→ **Parts of the exercise**
**1.** Do the following statements agree with the tangent-line solution? (a) The slope of the tangent line is 23. (b) The tangent line passes through the point (3, -2). (c) The final equation is reached by subtracting 3 from both sides. Answer yes or no for each, quoting the words of the text that decide it.
**2.** Can you sum up the tangent-line solution in two sentences?
**3.** Extend the tangent-line solution beyond its final sentence.

→ **Selected excerpt**
----------

Question

Suppose for a function y = f(x) that f(-2) = 3 and f'(-2) = 23 . Write the equation of the tangent line to f(x) at x = -2.

Answer 1

Answer:

The equation of tangent line is $y=23x+49$.

Step-by-step explanation:

Given information: y = f(x) that f(-2) = 3 and f'(-2) = 23 .

The given function is

$y=f(x)$

Differentiate with respect to x.

$y'=f'(x)$

We need to find the equation of the tangent line to f(x) at x = -2.

Slope of tangent line is

$y'_{[x=-2]}=f'(-2)=23$

Slope of line is 23.

At x=-2 the value of function is 3. It means the tangent line passes through the point (-2,3).

Equation of tangent line is

$y-y_1=m(x-x_1)$

$y-3=23(x-(-2))$

$y-3=23x+46$

Add 3 on both sides.

$y=23x+49$

Therefore the equation of tangent line is $y=23x+49$.

----------

Location identification items:
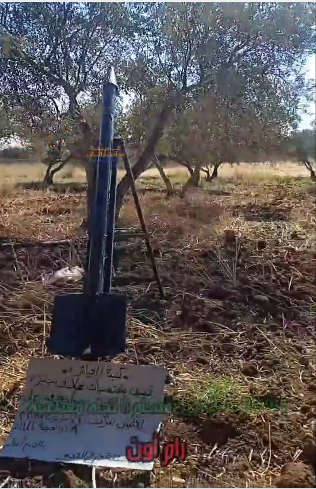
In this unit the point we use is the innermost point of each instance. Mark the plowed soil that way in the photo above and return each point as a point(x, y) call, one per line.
point(237, 322)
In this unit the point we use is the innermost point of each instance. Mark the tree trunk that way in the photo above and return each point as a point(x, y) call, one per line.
point(165, 178)
point(50, 173)
point(309, 167)
point(193, 181)
point(48, 180)
point(214, 175)
point(143, 161)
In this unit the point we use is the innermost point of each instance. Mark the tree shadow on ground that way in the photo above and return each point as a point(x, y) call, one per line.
point(265, 213)
point(60, 188)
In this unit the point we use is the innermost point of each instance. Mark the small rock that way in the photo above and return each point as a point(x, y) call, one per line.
point(261, 298)
point(250, 369)
point(229, 237)
point(308, 454)
point(178, 480)
point(261, 245)
point(295, 474)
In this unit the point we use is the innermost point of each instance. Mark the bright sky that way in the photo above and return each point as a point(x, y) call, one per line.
point(307, 119)
point(311, 74)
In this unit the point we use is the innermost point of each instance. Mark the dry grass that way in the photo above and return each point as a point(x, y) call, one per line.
point(237, 323)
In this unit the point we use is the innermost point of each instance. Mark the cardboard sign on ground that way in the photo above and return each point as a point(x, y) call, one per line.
point(86, 412)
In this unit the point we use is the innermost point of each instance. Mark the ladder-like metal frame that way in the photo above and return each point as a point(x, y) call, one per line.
point(121, 234)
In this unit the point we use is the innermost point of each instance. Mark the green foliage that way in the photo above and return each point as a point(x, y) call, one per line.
point(217, 395)
point(232, 73)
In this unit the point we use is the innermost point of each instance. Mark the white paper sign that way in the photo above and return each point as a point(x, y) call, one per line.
point(86, 412)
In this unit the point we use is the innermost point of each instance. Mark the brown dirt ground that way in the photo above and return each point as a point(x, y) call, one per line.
point(239, 305)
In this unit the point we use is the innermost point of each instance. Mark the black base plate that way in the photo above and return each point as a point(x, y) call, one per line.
point(80, 322)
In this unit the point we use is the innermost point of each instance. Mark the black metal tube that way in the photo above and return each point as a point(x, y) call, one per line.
point(98, 228)
point(108, 263)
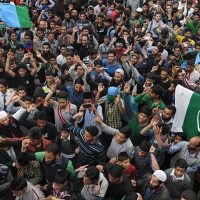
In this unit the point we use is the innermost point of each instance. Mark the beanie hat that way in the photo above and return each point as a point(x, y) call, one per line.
point(3, 114)
point(121, 71)
point(160, 175)
point(112, 91)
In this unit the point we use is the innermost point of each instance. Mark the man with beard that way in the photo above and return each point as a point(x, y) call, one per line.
point(190, 151)
point(164, 81)
point(167, 115)
point(154, 188)
point(51, 161)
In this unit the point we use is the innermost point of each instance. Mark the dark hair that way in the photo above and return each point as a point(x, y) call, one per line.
point(39, 29)
point(62, 95)
point(180, 134)
point(176, 82)
point(21, 66)
point(21, 87)
point(92, 130)
point(123, 156)
point(35, 133)
point(63, 45)
point(23, 160)
point(48, 73)
point(165, 128)
point(189, 195)
point(98, 62)
point(112, 52)
point(126, 131)
point(145, 146)
point(41, 116)
point(131, 196)
point(92, 51)
point(46, 43)
point(164, 69)
point(18, 183)
point(172, 108)
point(150, 75)
point(116, 171)
point(4, 82)
point(61, 176)
point(146, 110)
point(158, 90)
point(187, 30)
point(92, 173)
point(79, 81)
point(181, 163)
point(53, 148)
point(27, 98)
point(87, 95)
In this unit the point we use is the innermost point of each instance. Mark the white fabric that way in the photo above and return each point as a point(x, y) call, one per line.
point(181, 108)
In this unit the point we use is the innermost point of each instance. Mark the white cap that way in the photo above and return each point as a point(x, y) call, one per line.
point(121, 71)
point(3, 114)
point(160, 175)
point(139, 9)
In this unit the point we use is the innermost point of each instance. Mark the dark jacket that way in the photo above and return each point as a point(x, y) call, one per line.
point(161, 193)
point(49, 132)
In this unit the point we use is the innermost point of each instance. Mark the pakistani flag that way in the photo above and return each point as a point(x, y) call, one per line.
point(187, 117)
point(15, 16)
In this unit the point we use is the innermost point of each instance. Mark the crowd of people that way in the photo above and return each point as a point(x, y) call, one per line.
point(87, 101)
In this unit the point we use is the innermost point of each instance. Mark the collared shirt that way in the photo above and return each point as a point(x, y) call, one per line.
point(112, 114)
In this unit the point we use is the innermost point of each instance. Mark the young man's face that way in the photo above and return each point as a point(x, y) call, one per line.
point(63, 50)
point(3, 89)
point(4, 121)
point(111, 57)
point(88, 137)
point(120, 138)
point(17, 193)
point(22, 72)
point(26, 39)
point(117, 77)
point(179, 172)
point(64, 134)
point(154, 182)
point(45, 48)
point(58, 186)
point(78, 88)
point(22, 93)
point(49, 157)
point(41, 123)
point(63, 30)
point(69, 60)
point(49, 79)
point(62, 103)
point(51, 37)
point(126, 164)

----------

→ **Results for each task**
**1.**
(a) Yes: "Slope of line is 23."
(b) No: "It means the tangent line passes through the point (-2,3)."
(c) No: "Add 3 on both sides."

**2.** The tangent-line solution takes the slope of the tangent line at x = -2 to be f'(-2) = 23 and notes that the line passes through (-2, 3) because f(-2) = 3. Substituting these values into the point-slope form y - y1 = m(x - x1) and adding 3 to both sides gives the tangent line y = 23x + 49.

**3.**
Answer 2

Answer:

The equation of the line is $y=23x+49$

Step-by-step explanation:

The general equation of a line is given by

$y=mx+c$

Where,

'm' is the slope of the line

'c' is the intercept of the line

Now we are given that $f'(x)|_{x=-2}=23$

By definition the derivative of a function at any point is the slope of the tangent at that point

Thus the slope of the line passing x = -2 is 23

Hence 'm' = 23

Thus the equation of the line becomes

$y=23x+c$

to find the intercept we are given that the line passes through (-2,3)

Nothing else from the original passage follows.